_EXERCISE DIRECTIONS_
Could you switch "Target" to "Query" in the listing below, starting at its first line and ending at the line containing "x=852 y=495", and return only those lines with nothing else changed?

-- -- --

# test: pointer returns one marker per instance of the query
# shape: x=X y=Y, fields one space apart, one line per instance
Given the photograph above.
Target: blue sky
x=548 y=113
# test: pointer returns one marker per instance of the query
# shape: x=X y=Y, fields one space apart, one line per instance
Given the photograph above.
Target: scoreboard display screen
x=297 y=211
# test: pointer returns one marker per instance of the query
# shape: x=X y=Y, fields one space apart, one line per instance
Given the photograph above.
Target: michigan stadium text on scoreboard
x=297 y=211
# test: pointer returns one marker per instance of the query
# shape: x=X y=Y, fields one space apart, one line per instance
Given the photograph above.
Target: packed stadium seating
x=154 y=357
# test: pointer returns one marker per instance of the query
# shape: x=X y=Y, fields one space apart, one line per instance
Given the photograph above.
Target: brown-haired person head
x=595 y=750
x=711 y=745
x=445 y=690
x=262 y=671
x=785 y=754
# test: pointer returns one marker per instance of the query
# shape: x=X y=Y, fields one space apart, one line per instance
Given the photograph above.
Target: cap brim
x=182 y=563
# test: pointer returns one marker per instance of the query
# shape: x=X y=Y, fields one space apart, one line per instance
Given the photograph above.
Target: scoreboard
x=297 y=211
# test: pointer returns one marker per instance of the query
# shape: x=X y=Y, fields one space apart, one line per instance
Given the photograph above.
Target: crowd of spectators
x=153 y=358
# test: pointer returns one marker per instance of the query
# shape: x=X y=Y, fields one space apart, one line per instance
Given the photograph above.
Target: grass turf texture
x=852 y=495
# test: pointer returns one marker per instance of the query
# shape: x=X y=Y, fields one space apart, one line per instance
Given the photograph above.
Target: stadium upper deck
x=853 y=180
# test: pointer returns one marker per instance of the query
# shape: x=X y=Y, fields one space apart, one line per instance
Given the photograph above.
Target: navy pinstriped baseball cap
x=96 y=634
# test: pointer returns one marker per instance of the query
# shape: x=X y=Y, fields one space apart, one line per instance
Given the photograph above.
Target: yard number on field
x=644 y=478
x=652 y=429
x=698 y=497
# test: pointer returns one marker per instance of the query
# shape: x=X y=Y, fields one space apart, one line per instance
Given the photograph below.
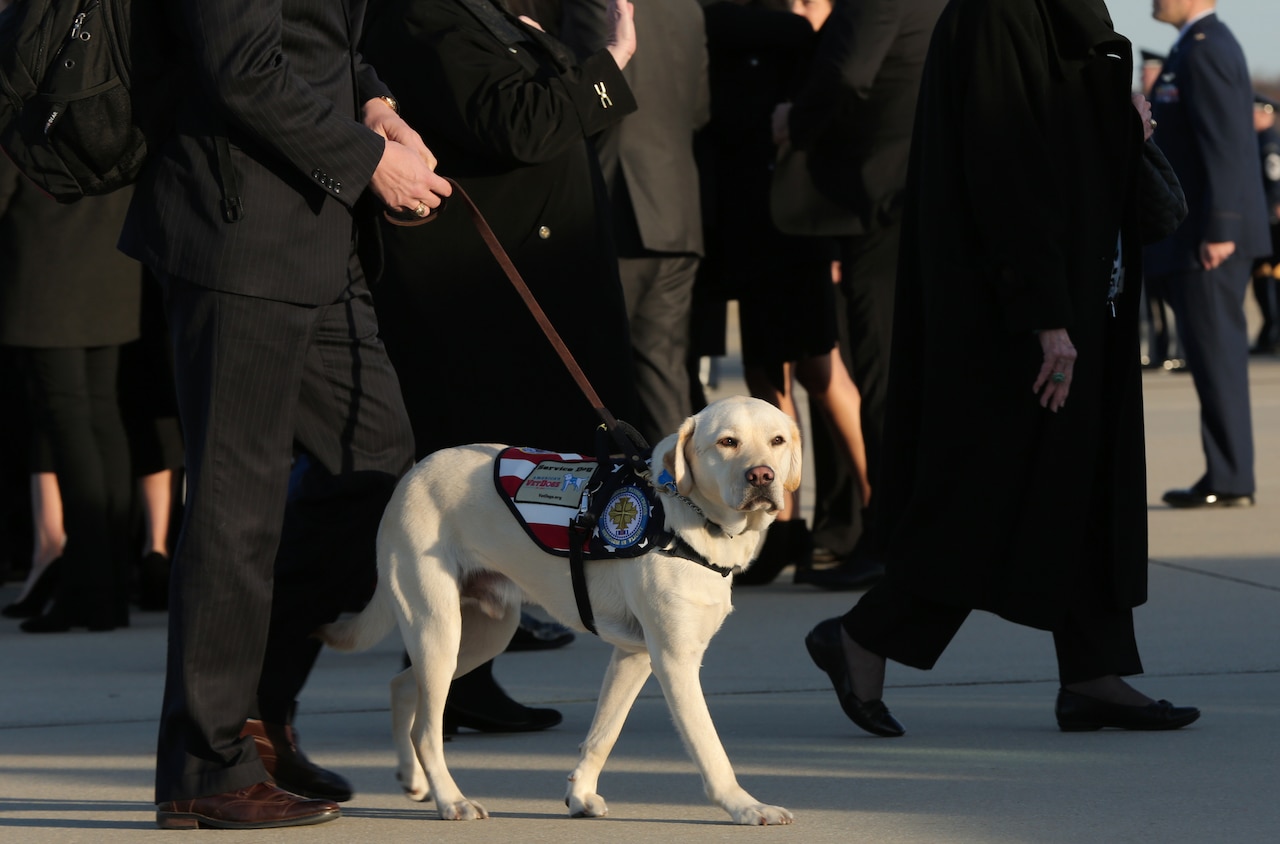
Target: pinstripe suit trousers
x=257 y=566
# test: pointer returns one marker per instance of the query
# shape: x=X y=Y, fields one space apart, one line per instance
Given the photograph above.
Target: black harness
x=621 y=483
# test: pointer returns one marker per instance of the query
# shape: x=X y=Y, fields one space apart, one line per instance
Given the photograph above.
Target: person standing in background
x=68 y=302
x=1015 y=465
x=853 y=115
x=1203 y=103
x=1266 y=270
x=649 y=169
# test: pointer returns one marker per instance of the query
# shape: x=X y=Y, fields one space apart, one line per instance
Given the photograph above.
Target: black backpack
x=85 y=89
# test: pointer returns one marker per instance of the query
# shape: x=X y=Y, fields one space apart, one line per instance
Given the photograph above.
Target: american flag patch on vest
x=545 y=491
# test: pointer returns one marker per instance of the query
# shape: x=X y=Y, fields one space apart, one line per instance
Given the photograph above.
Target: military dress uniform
x=1266 y=270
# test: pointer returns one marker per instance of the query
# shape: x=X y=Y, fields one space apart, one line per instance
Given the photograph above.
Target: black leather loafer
x=828 y=655
x=1188 y=498
x=1082 y=714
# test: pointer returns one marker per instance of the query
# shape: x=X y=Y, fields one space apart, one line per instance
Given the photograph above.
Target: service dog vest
x=547 y=492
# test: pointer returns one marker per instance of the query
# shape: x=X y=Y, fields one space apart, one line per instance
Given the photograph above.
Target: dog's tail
x=362 y=632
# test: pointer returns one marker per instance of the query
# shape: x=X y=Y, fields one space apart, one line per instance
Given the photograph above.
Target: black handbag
x=1161 y=202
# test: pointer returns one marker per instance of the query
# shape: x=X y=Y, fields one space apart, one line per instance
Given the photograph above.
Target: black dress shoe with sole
x=1082 y=714
x=289 y=767
x=828 y=653
x=1189 y=498
x=535 y=634
x=257 y=807
x=59 y=619
x=507 y=719
x=41 y=593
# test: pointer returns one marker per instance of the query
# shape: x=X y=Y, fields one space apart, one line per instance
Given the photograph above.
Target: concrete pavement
x=982 y=761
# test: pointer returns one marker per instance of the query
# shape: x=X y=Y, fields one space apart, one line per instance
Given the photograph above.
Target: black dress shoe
x=60 y=619
x=848 y=575
x=257 y=807
x=154 y=582
x=499 y=719
x=476 y=702
x=41 y=593
x=1082 y=714
x=289 y=767
x=828 y=653
x=1193 y=497
x=534 y=634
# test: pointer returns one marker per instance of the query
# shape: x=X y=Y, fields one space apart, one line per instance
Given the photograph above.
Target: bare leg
x=156 y=506
x=46 y=510
x=828 y=382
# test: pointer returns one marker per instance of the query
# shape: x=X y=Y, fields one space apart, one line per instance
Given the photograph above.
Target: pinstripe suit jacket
x=280 y=80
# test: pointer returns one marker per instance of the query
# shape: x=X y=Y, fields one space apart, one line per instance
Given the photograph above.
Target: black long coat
x=507 y=113
x=1022 y=176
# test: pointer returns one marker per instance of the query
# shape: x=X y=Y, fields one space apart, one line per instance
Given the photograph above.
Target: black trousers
x=81 y=437
x=659 y=295
x=901 y=626
x=1210 y=310
x=257 y=569
x=867 y=288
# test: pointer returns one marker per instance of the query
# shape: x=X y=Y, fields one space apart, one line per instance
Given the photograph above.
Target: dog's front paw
x=762 y=815
x=415 y=785
x=464 y=810
x=586 y=806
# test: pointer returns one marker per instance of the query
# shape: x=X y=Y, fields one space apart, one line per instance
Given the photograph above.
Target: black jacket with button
x=280 y=82
x=507 y=112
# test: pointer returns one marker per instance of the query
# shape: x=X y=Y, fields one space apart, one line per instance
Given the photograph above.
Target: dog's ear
x=676 y=461
x=795 y=454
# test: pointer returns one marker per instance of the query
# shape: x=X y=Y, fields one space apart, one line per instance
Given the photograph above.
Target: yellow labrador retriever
x=453 y=565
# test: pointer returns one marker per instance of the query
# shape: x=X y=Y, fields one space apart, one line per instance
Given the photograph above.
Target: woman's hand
x=1055 y=375
x=1148 y=126
x=622 y=31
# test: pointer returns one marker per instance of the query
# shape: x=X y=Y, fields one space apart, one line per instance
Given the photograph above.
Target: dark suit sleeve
x=853 y=46
x=240 y=62
x=1215 y=121
x=499 y=106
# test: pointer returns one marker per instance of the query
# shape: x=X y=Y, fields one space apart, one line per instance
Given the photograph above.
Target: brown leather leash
x=499 y=254
x=634 y=448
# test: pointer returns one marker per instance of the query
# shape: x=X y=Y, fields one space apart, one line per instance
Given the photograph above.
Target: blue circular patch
x=625 y=518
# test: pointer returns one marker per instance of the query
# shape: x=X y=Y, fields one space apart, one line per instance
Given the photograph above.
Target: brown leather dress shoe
x=257 y=807
x=289 y=767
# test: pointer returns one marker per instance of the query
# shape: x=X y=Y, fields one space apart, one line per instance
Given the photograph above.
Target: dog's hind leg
x=433 y=635
x=408 y=771
x=676 y=665
x=624 y=679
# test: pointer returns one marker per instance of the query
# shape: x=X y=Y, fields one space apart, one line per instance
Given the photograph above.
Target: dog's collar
x=666 y=484
x=677 y=547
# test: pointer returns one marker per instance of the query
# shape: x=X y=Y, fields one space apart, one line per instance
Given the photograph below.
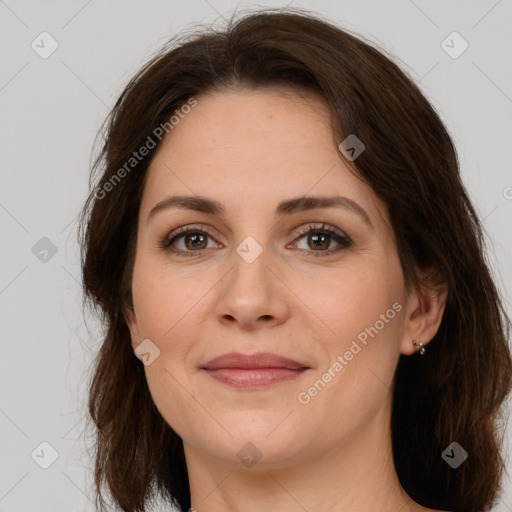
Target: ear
x=131 y=321
x=424 y=310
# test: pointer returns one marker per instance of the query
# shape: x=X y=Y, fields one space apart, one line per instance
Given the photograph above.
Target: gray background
x=51 y=109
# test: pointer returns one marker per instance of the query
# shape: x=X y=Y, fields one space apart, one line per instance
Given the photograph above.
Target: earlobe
x=424 y=313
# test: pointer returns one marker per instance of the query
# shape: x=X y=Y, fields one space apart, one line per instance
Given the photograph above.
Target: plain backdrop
x=52 y=105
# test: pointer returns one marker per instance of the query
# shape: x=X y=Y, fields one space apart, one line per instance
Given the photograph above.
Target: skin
x=251 y=149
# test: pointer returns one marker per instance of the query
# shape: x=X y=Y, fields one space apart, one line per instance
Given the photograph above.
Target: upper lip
x=247 y=361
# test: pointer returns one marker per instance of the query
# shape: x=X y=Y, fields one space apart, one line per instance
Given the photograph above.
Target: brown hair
x=452 y=393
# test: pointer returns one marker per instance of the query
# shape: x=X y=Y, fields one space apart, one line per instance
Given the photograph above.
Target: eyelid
x=340 y=237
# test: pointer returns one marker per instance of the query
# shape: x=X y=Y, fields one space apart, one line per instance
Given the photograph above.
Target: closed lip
x=252 y=361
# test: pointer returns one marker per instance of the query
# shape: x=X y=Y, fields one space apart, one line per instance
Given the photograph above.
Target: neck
x=358 y=475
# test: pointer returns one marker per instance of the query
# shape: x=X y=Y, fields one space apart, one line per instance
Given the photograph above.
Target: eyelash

-- -- --

_TASK OUTPUT_
# test: pointer returns one marker per instance of the query
# shape: x=X y=Y, fields one space apart, one line per instance
Given the photograph above.
Query: blue sky
x=548 y=113
# test: pointer returns one marker per instance of the query
# shape: x=X y=Y, fields one space apart, one line per instance
Given the photograph above.
Query: scoreboard display screen
x=297 y=211
# test: pointer returns one marker per instance of the query
# shape: x=X y=Y, fields one space apart, one line per instance
Given the photograph above.
Query: michigan stadium text on scoreboard
x=297 y=211
# test: pointer returns one marker per instance of the query
# shape: x=X y=Y, fields one space apart, one line per instance
Given the photograph above.
Query: packed stadium seating
x=154 y=357
# test: pointer returns one marker per instance of the query
# shape: x=X y=Y, fields one space apart, one line per instance
Given the photograph above.
Query: brown-haired person head
x=595 y=750
x=711 y=745
x=445 y=690
x=262 y=671
x=785 y=754
# test: pointer returns one marker per instance of the query
# shape: x=X y=Y, fields one space apart, one line per instance
Given the photograph above.
Query: cap brim
x=182 y=563
# test: pointer returns one marker per instance of the query
# shape: x=X y=Y, fields one space apart, one line per instance
Given the photograph above.
Query: scoreboard
x=297 y=211
# test: pointer returns one marker per instance of the query
# shape: x=X y=Y, fields one space apart, one line per instance
Given the photograph above.
Query: crowd of spectators
x=153 y=358
# test: pointer returns one marker per instance of the query
# shape: x=X y=Y, fields one space apart, one line per instance
Given the photograph above.
Query: grass turf texture
x=852 y=495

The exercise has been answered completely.